(Set task A)
Extract every line of the records that contains the string "slot", matching case exactly.

## Begin Text block

But for now, back to Tuesday mid-morning or whenever the hell this was!
Immediately, I could see that there were shows I could feasibly do without even getting on a plane. I’d be driving for yet another tour, but not so far that I’d curse the band, or call them nasty names while doing it. After all, I’m NEVER doing another road trip where I drive 1300 miles in a four day stretch to see the band all over the southwest US. (Been there, done that in 2012 with Amanda. All I can say here at this time is that we survived.) No freaking way I’m doing that again, and certainly not alone. I began listing dates in my planner, seeing if they even sort of fit in with my schedule.
All the while, I’m trying to remind myself that this is indeed the band that had tickets going well-north of $1,000 for seats in Vegas, and that this is the same band that thought it was okay to short set the audience for one out of the two shows of Halloween weekend. I was so angry I refused to go to those shows and only went to Vegas to support my BFF Jason and Dom for their DJ gig. “Bottom line”, I told myself, “Let’s not get crazy here about tickets”.

## End Text block

(Set task B)
Resume the account of weighing the band's tour dates and ticket prices from the point where it stops.

## Begin Given data

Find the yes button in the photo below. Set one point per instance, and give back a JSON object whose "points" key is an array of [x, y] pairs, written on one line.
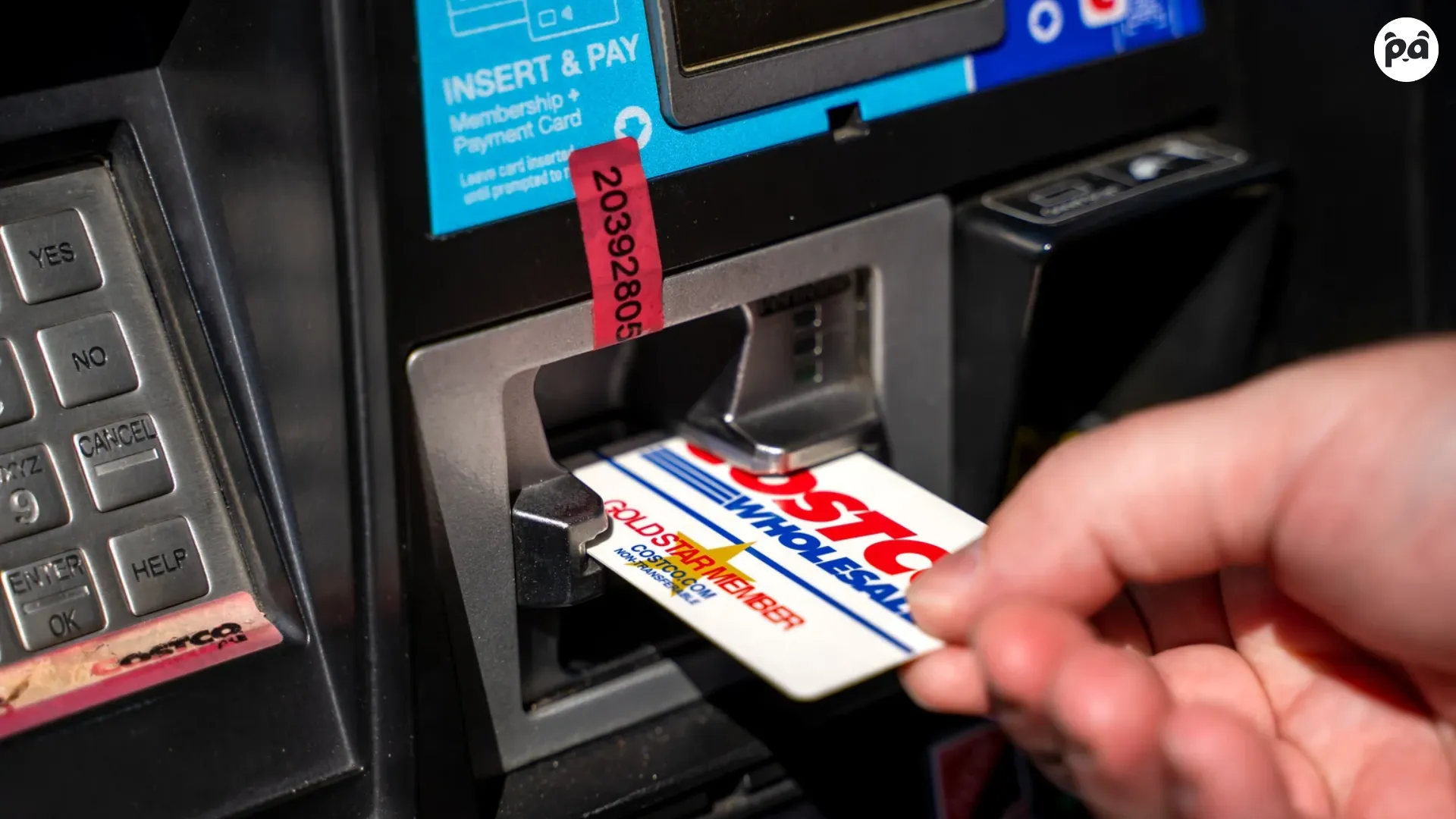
{"points": [[126, 463]]}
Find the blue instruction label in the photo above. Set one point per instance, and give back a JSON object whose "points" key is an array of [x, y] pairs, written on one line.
{"points": [[513, 86]]}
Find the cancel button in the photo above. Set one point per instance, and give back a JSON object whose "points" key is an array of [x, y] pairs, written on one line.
{"points": [[126, 463], [159, 566]]}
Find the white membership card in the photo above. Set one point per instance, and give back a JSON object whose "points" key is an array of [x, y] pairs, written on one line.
{"points": [[801, 577]]}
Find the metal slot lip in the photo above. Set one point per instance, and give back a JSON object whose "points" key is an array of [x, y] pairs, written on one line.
{"points": [[473, 406]]}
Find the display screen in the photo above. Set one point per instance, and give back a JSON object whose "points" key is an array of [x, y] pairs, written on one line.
{"points": [[715, 33]]}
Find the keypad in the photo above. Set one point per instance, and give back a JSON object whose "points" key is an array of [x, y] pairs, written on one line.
{"points": [[109, 506], [15, 401]]}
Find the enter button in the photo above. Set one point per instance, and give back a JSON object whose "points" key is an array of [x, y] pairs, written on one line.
{"points": [[159, 566]]}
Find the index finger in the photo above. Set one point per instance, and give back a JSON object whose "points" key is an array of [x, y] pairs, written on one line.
{"points": [[1163, 496]]}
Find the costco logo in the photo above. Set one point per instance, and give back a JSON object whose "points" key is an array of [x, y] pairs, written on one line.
{"points": [[1098, 14]]}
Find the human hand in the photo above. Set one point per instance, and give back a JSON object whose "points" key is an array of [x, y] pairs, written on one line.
{"points": [[1234, 608]]}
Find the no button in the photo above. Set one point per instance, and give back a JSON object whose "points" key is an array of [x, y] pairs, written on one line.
{"points": [[88, 359]]}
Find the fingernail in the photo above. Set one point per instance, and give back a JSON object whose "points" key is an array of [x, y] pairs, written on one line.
{"points": [[946, 582]]}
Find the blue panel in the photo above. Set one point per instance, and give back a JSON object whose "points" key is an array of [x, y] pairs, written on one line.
{"points": [[511, 86]]}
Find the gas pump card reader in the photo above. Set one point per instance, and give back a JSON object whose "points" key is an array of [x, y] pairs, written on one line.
{"points": [[801, 577]]}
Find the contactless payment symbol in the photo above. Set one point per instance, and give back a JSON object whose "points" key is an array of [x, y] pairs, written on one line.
{"points": [[1044, 20], [1097, 14]]}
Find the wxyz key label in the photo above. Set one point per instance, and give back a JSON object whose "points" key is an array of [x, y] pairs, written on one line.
{"points": [[620, 240]]}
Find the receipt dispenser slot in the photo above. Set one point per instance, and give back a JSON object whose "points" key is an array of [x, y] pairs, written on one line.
{"points": [[778, 359]]}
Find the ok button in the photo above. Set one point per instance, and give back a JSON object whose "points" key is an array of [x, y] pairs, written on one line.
{"points": [[88, 359]]}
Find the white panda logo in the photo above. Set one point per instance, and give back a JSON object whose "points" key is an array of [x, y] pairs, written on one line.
{"points": [[1407, 50]]}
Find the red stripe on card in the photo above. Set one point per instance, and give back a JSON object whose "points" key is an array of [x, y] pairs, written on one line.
{"points": [[620, 238], [91, 672]]}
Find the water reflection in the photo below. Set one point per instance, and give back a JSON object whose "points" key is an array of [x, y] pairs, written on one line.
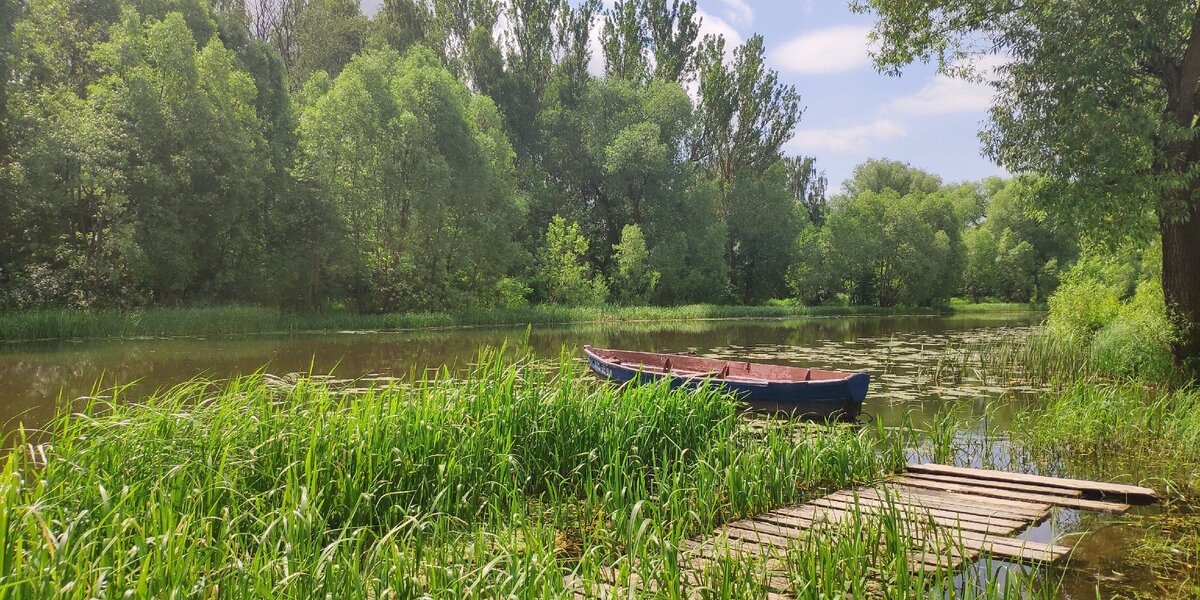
{"points": [[34, 375]]}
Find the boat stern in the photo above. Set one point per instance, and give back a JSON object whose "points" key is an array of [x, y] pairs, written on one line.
{"points": [[856, 385]]}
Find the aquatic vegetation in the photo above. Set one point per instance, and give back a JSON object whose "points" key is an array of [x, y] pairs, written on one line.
{"points": [[509, 480], [43, 324]]}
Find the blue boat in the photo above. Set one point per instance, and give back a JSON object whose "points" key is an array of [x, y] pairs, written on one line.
{"points": [[777, 388]]}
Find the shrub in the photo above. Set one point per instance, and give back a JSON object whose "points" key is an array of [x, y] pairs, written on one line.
{"points": [[1137, 341]]}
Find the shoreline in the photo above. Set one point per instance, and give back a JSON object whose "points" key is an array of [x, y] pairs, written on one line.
{"points": [[42, 325]]}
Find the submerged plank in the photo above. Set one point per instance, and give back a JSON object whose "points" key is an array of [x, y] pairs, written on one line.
{"points": [[1000, 485], [1057, 501], [951, 517], [1032, 509], [1023, 478], [979, 510]]}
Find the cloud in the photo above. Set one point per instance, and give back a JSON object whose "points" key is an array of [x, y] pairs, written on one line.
{"points": [[945, 94], [825, 51], [738, 12], [853, 139]]}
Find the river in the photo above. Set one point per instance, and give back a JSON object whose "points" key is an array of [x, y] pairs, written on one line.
{"points": [[901, 354]]}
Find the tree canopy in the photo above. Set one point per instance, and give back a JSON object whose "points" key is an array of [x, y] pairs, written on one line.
{"points": [[1101, 99]]}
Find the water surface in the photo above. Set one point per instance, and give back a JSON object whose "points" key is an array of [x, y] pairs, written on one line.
{"points": [[904, 355]]}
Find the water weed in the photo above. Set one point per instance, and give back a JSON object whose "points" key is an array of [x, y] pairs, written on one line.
{"points": [[509, 480]]}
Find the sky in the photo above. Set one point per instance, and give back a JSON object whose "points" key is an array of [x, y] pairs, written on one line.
{"points": [[851, 112]]}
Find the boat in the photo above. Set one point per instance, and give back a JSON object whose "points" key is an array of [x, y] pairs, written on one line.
{"points": [[797, 390]]}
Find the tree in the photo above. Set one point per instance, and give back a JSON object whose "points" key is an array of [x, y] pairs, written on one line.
{"points": [[673, 30], [808, 186], [763, 225], [880, 174], [635, 279], [744, 115], [1102, 99], [328, 35], [624, 40], [424, 180]]}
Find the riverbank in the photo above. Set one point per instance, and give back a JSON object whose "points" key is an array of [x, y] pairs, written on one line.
{"points": [[514, 480], [59, 324]]}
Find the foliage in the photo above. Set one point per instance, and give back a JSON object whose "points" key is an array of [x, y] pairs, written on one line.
{"points": [[562, 268], [423, 180], [1014, 255], [635, 280], [1113, 305], [1098, 99], [886, 249], [223, 487]]}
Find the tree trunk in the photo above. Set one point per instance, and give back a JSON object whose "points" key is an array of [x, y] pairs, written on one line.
{"points": [[1181, 285]]}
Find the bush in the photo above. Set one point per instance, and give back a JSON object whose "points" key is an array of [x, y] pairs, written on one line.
{"points": [[1137, 341], [1081, 307]]}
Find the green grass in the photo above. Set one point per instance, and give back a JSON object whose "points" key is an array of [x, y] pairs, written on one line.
{"points": [[498, 483], [47, 324]]}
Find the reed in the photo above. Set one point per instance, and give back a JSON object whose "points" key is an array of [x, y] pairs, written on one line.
{"points": [[53, 324], [507, 481]]}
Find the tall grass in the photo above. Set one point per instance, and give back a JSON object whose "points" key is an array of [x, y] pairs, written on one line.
{"points": [[508, 481], [43, 324], [1121, 418]]}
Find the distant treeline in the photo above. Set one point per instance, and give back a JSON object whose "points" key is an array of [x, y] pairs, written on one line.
{"points": [[451, 154]]}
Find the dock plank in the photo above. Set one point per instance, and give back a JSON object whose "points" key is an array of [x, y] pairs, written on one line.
{"points": [[947, 517], [1024, 478], [1056, 501], [1000, 485]]}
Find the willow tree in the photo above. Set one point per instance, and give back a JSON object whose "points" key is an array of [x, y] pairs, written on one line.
{"points": [[1102, 97]]}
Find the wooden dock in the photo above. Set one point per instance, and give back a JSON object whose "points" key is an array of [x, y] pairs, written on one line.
{"points": [[952, 515]]}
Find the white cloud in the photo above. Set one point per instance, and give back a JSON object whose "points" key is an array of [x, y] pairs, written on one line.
{"points": [[853, 139], [943, 95], [712, 24], [595, 64], [738, 12], [825, 51]]}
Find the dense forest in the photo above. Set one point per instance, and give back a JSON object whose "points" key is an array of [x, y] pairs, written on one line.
{"points": [[451, 154]]}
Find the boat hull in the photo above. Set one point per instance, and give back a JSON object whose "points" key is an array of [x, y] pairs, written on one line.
{"points": [[831, 399]]}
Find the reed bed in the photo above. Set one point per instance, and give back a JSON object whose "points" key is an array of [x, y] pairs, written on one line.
{"points": [[54, 324], [513, 480], [499, 483]]}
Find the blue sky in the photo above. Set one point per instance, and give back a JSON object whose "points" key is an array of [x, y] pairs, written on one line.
{"points": [[853, 113]]}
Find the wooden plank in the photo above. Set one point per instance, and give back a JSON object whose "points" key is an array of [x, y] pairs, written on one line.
{"points": [[1000, 546], [1000, 485], [1027, 507], [934, 502], [749, 525], [916, 516], [1023, 478], [736, 531], [1057, 501], [933, 509], [943, 517], [771, 534]]}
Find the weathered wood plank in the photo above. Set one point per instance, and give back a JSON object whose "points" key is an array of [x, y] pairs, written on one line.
{"points": [[1023, 478], [1057, 501], [946, 517], [1027, 507], [978, 510], [1000, 485]]}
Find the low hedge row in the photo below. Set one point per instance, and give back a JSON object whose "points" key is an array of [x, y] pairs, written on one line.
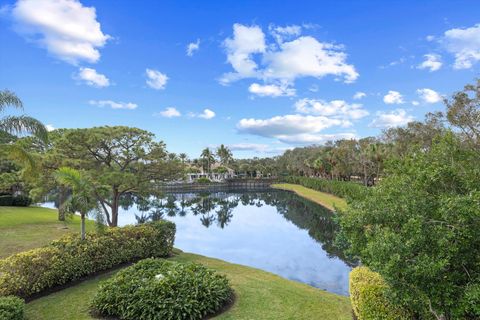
{"points": [[12, 308], [368, 297], [15, 201], [70, 258], [342, 189], [165, 290]]}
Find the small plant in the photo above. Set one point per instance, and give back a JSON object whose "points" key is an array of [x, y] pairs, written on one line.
{"points": [[159, 289], [12, 308]]}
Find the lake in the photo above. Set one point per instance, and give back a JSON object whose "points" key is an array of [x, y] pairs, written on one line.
{"points": [[272, 230]]}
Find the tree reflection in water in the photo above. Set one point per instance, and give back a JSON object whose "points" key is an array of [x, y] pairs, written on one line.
{"points": [[217, 208]]}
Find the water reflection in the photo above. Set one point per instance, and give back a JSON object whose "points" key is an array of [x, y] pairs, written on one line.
{"points": [[273, 230]]}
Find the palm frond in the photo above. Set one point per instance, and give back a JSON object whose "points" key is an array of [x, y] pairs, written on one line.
{"points": [[17, 153], [24, 124], [9, 99]]}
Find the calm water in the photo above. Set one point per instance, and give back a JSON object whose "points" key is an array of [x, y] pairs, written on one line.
{"points": [[276, 231]]}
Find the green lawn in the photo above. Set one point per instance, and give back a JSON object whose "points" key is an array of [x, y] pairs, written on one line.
{"points": [[23, 228], [325, 199], [259, 294]]}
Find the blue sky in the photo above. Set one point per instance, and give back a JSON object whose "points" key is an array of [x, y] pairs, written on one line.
{"points": [[259, 77]]}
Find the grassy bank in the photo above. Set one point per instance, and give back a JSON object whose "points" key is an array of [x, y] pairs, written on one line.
{"points": [[259, 294], [325, 199], [24, 228]]}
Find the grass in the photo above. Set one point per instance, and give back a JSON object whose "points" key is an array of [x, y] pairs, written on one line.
{"points": [[259, 294], [325, 199], [24, 228]]}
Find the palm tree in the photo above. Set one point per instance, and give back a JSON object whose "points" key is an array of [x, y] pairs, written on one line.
{"points": [[82, 198], [225, 155], [208, 159], [17, 125]]}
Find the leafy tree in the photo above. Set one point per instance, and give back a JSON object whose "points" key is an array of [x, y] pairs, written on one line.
{"points": [[464, 113], [83, 196], [208, 159], [119, 161], [225, 155], [419, 229]]}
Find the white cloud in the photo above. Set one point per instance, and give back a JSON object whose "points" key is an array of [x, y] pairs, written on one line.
{"points": [[336, 108], [464, 44], [245, 42], [113, 104], [282, 33], [248, 147], [359, 95], [66, 28], [307, 57], [92, 78], [169, 112], [391, 119], [155, 79], [304, 56], [393, 97], [271, 90], [291, 128], [192, 47], [432, 62], [206, 114], [429, 95]]}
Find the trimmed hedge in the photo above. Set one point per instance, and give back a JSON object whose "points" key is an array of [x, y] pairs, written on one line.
{"points": [[158, 289], [12, 308], [342, 189], [368, 297], [70, 258], [15, 201]]}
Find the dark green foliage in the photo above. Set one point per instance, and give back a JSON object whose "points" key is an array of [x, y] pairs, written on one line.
{"points": [[15, 201], [203, 180], [419, 228], [342, 189], [70, 258], [158, 289], [12, 308]]}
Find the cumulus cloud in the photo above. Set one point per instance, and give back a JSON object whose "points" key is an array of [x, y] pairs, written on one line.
{"points": [[206, 114], [65, 28], [271, 90], [335, 108], [293, 129], [169, 112], [287, 32], [464, 44], [245, 42], [192, 47], [429, 95], [283, 61], [391, 119], [393, 97], [432, 62], [155, 79], [92, 78], [258, 147], [113, 104], [359, 95]]}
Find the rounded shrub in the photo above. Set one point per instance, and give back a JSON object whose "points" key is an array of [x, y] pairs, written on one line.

## End Given data

(Result A)
Find the metal slot lip in the photo above. Set one point per instance, and give back a JSON object whose "points" key is an array of [x, y] pairs, written on one line.
Find the receipt dispenser slot in the photo above. Set one point per instance, and give back a JSON object whose "points" key is an array of [x, y] pairs, written on one line.

(Result B)
My friends are another concern. While I don’t mind going alone to shows, I prefer to be with them. They keep me sane, grounded, and out of trouble. 🙂 Let’s face it, I’ve had plenty of crazy times when I was young and dumb, and nowadays, I’m just trying to be good. Mostly.
Okay, not a lot of the time, but sometimes.
I don’t really know how long I can be away at any given time before my absence is noted. Husband is very busy with new job, the 14 year old has her own social life now (and depending upon when I travel she could easily be back in school since we begin in early/mid August and end the first full week in June ), but my mom is another story.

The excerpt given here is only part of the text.